[Segmentation mask data]
Start of Block
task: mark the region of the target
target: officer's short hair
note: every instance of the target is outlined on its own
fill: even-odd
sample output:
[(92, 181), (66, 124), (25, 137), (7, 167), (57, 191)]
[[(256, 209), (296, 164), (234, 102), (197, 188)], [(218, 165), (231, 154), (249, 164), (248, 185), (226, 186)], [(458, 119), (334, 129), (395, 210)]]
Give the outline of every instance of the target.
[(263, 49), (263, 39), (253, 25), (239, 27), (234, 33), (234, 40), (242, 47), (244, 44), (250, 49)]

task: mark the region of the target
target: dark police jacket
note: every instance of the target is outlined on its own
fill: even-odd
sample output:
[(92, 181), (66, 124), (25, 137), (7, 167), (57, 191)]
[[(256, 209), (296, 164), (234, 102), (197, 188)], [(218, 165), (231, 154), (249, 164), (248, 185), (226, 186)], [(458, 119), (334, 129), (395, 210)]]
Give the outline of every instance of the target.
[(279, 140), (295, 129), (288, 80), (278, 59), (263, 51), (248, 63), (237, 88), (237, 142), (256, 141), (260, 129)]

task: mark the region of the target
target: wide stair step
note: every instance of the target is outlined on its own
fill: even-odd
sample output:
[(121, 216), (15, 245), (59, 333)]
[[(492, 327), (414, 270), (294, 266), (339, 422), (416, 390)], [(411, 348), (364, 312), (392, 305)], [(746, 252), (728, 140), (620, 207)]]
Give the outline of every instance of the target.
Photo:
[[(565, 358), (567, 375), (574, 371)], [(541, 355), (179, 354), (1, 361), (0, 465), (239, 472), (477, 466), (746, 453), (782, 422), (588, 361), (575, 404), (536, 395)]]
End of Block
WORK REQUIRED
What you return must match the data line for line.

TASK RESPONSE
task: mark the region of the target
target: officer's short hair
note: every instance of the target is outlined on its own
fill: even-odd
sample output:
[(92, 181), (66, 124), (25, 137), (7, 167), (57, 191)]
[[(256, 209), (296, 164), (234, 102), (197, 188)], [(218, 165), (231, 154), (249, 164), (248, 185), (226, 186)], [(458, 119), (334, 129), (395, 210)]]
Give the outline of every instance of the target.
[(263, 49), (263, 39), (253, 25), (239, 27), (234, 33), (234, 40), (242, 47), (244, 44), (250, 49)]

task: mark the region of the target
target: dark police jacket
note: every instance of the target is outlined on its own
fill: even-odd
sample output:
[(92, 181), (66, 124), (25, 137), (7, 167), (57, 191)]
[[(256, 209), (296, 164), (234, 102), (197, 188)], [(218, 165), (231, 154), (249, 164), (248, 185), (226, 186)], [(458, 119), (334, 129), (395, 210)]]
Give the outline of every instance of the target.
[(279, 140), (295, 129), (288, 80), (278, 59), (263, 51), (248, 63), (237, 88), (237, 142), (256, 141), (260, 129)]

task: mark the region of the target
target: wide stair step
note: every instance of the target is outlined on its own
fill: even-odd
sample output:
[(121, 216), (15, 245), (59, 333)]
[[(492, 327), (414, 270), (294, 266), (339, 422), (416, 390)], [(411, 348), (364, 312), (392, 305)], [(746, 252), (728, 140), (620, 207)]]
Give the outline of every instance of the target.
Photo:
[[(565, 358), (567, 375), (574, 371)], [(541, 355), (179, 354), (1, 361), (0, 465), (239, 472), (477, 466), (746, 453), (782, 422), (588, 361), (575, 404), (536, 395)]]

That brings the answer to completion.